* Text *
════════════════

Tidy the simple tibble of M&M data below. Do you need to make it wider or longer? What are the variables in your tidy version?
mm_data <- tribble(
~mm_type, ~blue, ~orange, ~green, ~yellow, ~brown, ~red, ~cyan_blue,
"plain", 6, 18, 12, 6, 7, 7, NA,
"peanut", NA, 11, 9, 1, 12, 8, 15
)
mm_data %>%
pivot_longer(cols = -mm_type, names_to = "color")# A tibble: 14 × 3
mm_type color value
<chr> <chr> <dbl>
1 plain blue 6
2 plain orange 18
3 plain green 12
4 plain yellow 6
5 plain brown 7
6 plain red 7
7 plain cyan_blue NA
8 peanut blue NA
9 peanut orange 11
10 peanut green 9
11 peanut yellow 1
12 peanut brown 12
13 peanut red 8
14 peanut cyan_blue 15
In the tidy version, each color is its own variable, so we can see the counts for every color of M&M faceted by whether they do or do not contain peanuts.
Both unite() and separate() have a remove argument. What does it do? The default value for remove is TRUE, why would you set it to FALSE?
The remove argument gets rid of the columns that are being merged or separated. If false, the original column(s) will still be merged/separated, but will be kept in the data frame.
The case study of data from the 2014 World Health Organization Global Tuberculosis Report produces a lot of useful data (who) — data sub-directory contains the codebook for who. However, the format is difficult to work with, so the authors walk you through the process of tidying the data. The tidying process uses this nice concise code:
# tidying who
who %>%
pivot_longer(
cols = c(new_sp_m014:newrel_f65),
names_to = "code",
values_to = "value",
values_drop_na = TRUE
) %>%
mutate(code = stringr::str_replace(code, "newrel", "new_rel")) %>%
separate(code, c("new", "var", "sexage")) %>%
select(-new, -iso2, -iso3) %>%
separate(sexage, c("sex", "age"), sep = 1)Insert a comment following each # in the code below that explains the purpose or objective of the line of code directly below it.
# tidy who
who_tidy <- who %>%
#Lengthen the data with fewer columns and more rows. The columns have been changed to represent the code for each group, while the value has been changed for the count of new TB cases recorded by group.
pivot_longer(
cols = c(new_sp_m014:newrel_f65),
names_to = "code",
values_to = "value",
values_drop_na = TRUE
) %>%
#New column added. The newrel code is replaced with new_rel
mutate(code = stringr::str_replace(code, "newrel", "new_rel")) %>%
#The code is separated out into three different columns to show if case is new, variant and sexage.
separate(code, c("new", "var", "sexage")) %>%
#Select every variable but new, iso2, and iso3. This shows only `country`, `year`, `var`, `sexage`, and count
select(-new, -iso2, -iso3) %>%
#Separate sexage into two different columns: sex and age
separate(sexage, c("sex", "age"), sep = 1)

════════════════

* Records provided *
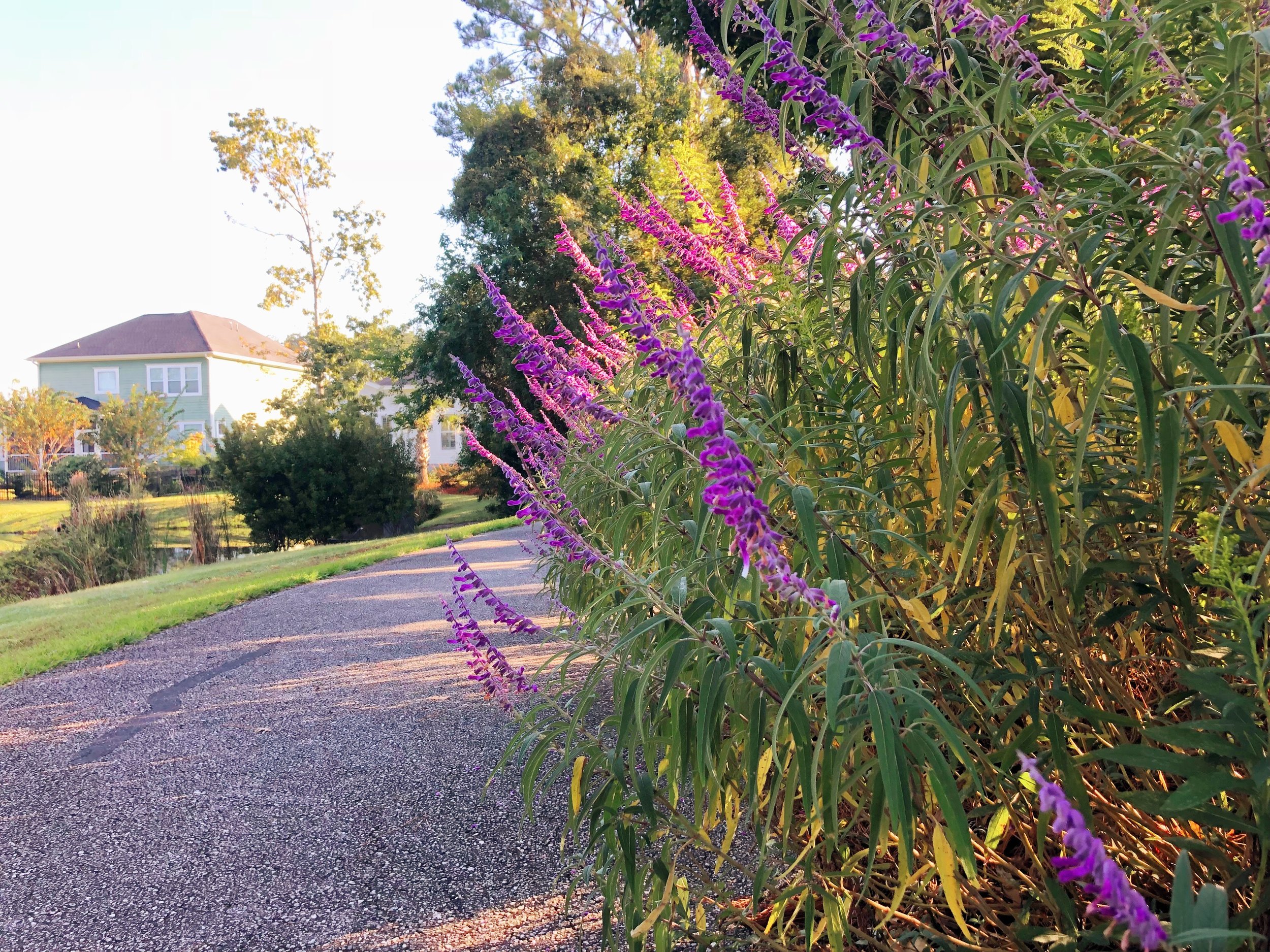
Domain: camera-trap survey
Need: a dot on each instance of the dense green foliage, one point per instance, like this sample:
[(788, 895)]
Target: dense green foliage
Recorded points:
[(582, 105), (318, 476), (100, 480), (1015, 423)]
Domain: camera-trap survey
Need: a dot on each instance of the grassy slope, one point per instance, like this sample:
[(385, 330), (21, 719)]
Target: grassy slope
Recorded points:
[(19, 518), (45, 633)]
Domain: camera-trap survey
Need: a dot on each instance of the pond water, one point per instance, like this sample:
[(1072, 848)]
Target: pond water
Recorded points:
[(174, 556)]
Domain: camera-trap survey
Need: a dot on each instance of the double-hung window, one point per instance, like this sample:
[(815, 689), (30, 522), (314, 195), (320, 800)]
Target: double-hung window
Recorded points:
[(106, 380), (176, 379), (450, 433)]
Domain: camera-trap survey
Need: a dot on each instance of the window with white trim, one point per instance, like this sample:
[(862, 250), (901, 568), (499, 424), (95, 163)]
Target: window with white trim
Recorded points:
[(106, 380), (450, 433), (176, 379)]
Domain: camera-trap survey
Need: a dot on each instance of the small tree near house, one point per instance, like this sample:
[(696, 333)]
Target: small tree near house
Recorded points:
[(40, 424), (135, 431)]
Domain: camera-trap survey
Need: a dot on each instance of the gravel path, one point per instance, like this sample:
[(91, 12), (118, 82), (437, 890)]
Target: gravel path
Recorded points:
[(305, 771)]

════════════════

* Given problem A *
In the R tidying text, what does the remove argument of unite() and separate() do?
* Given problem B *
Rewrite the R tidying text from "The remove argument" to "the data frame.", putting "tibble" in place of "data frame".
* Given problem C *
Carry on the R tidying text from the point where it stops.
You can leave the items aside.

* Written answer A *
It gets rid of the columns that are being merged or separated.

* Written answer B *
The remove argument gets rid of the columns that are being merged or separated. If false, the original column(s) will still be merged/separated, but will be kept in the tibble.

* Written answer C *
who_tidyIn the WHO case study, the authors set na.rm = TRUE to make it easier to check that they had the correct values. Is this reasonable? Think about how missing values are represented in this dataset. Are there implicit missing values? What’s the difference between NA and zero in this dataset?
The concern with setting na.rm = TRUE is deciphering between whether the missing values indicate no TB cases, or whether the data was simply missing. Thus, we should see if zero is included in the dataset
As you can see, there are zeros included in the dataset.
who %>%
pivot_longer(
cols = c(new_sp_m014:newrel_f65),
names_to = "code",
values_to = "value",
values_drop_na = TRUE
) %>%
mutate(code = stringr::str_replace(code, "newrel", "new_rel")) %>%
separate(code, c("new", "var", "sexage")) %>%
select(-new, -iso2, -iso3) %>%
separate(sexage, c("sex", "age"), sep = 1) %>%
filter(value == 0) %>%
nrow()[1] 11080
Next, we should check for implicit missing values, which would be have the absence of a presence all together:
nrow(who)[1] 7240
who %>%
complete(country, year) %>%
nrow()[1] 7446
After using the complete() function, there are more rows than initially in the who dataset, leading us to be able to include there are implicit missing values. Since zeroes are included in the dataset, using na.rm = TRUE is reasonable because zero simply means no cases with NA being used for missing values.
The authors of the WHO case study claimed that iso2 and iso3 were redundant with country. Confirm this claim.
who %>%
select(country, iso2, iso3) %>%
distinct() %>%
group_by(country) %>%
filter(n() > 1)# A tibble: 0 × 3
# Groups: country [0]
# … with 3 variables: country <chr>, iso2 <chr>, iso3 <chr>
If iso2 and iso3 weren’t redundant with country, then there would be distinct combinations of those two variables with a country. Since that is not present, we can conclude that they are redundant, since there are simply different forms of abbreviations of the full name of the country.
For each level of country, year, and sex, compute the total number of cases of TB (using the WHO case study data). Construct an informative visualization.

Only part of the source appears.